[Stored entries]
---

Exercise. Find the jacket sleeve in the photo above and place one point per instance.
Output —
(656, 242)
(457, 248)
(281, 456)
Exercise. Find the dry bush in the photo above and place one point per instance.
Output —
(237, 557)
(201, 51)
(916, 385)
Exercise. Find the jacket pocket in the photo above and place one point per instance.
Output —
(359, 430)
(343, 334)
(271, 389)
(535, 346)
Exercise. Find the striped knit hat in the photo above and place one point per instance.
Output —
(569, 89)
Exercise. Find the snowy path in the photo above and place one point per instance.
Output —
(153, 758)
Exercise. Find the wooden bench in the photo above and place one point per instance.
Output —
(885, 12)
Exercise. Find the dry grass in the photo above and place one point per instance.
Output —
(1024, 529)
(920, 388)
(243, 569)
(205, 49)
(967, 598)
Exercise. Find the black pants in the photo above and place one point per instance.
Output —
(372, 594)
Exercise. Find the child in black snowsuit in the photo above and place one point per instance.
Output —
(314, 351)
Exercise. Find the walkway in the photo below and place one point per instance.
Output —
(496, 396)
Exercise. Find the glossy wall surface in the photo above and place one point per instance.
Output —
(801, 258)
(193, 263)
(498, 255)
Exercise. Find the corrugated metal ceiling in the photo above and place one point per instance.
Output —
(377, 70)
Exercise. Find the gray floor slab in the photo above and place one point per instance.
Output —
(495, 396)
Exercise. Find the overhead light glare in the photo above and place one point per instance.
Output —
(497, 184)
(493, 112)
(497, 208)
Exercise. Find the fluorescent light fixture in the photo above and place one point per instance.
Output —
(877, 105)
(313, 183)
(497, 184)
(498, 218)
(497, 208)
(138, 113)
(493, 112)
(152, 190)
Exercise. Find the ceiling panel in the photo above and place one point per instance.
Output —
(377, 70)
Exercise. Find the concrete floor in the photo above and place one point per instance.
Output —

---

■ Work to do:
Scale the stretch from the line containing "Exercise. Find the fluorescent" through the last of the lines above by copying only those lines, requests included, and multiplying every point coordinate in the answers by 0.7. Round each result to a whole number, with halves rounded up.

■ The answer:
Exercise. Find the fluorescent light fixture in the photo above and place one point per instance.
Output —
(614, 74)
(219, 128)
(348, 129)
(349, 153)
(348, 146)
(97, 79)
(345, 78)
(106, 133)
Exercise. Find the ceiling panel in the photo above and place one point per instance.
Output —
(264, 49)
Exercise. Find the concrete floor in the photo above and place one point per instance.
Output —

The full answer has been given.